• **Exercise**:
Restate the whole listing below word for word and keep the images out.

• **Given data**:
------------------------------------------------------------
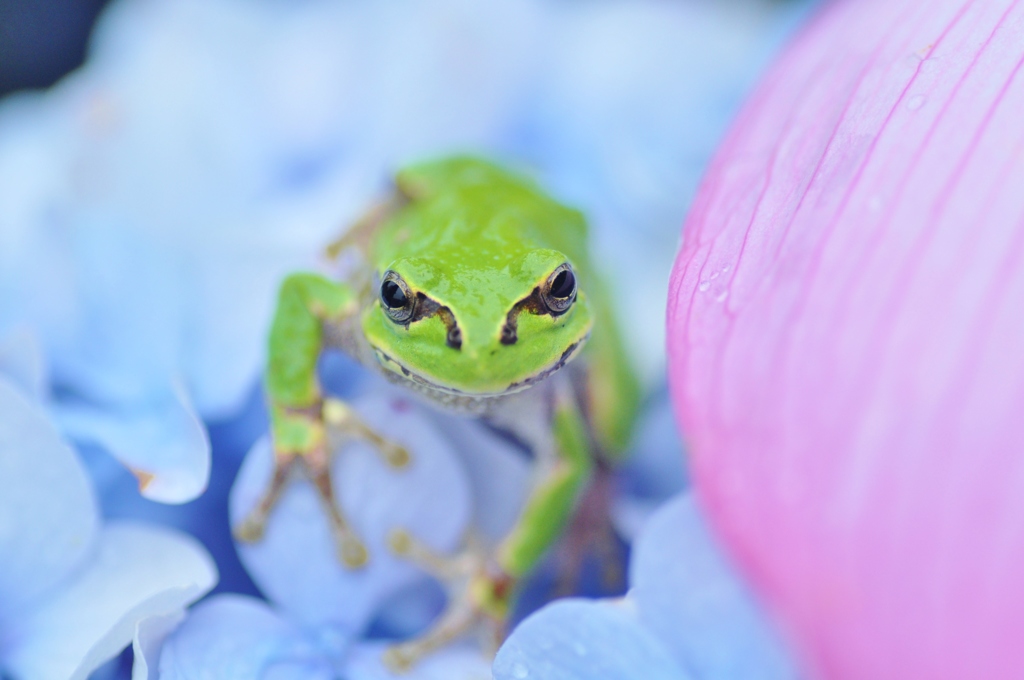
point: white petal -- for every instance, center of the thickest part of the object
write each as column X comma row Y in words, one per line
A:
column 137, row 571
column 148, row 642
column 22, row 362
column 236, row 637
column 48, row 512
column 576, row 639
column 688, row 595
column 162, row 441
column 296, row 564
column 462, row 662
------------------------------------------------------------
• **Answer area**:
point: white petal -- for every instance, center of the thickest part of the object
write each as column X comma row Y in words, one per line
A:
column 137, row 571
column 148, row 642
column 22, row 362
column 236, row 637
column 48, row 512
column 576, row 639
column 688, row 595
column 162, row 441
column 296, row 564
column 462, row 662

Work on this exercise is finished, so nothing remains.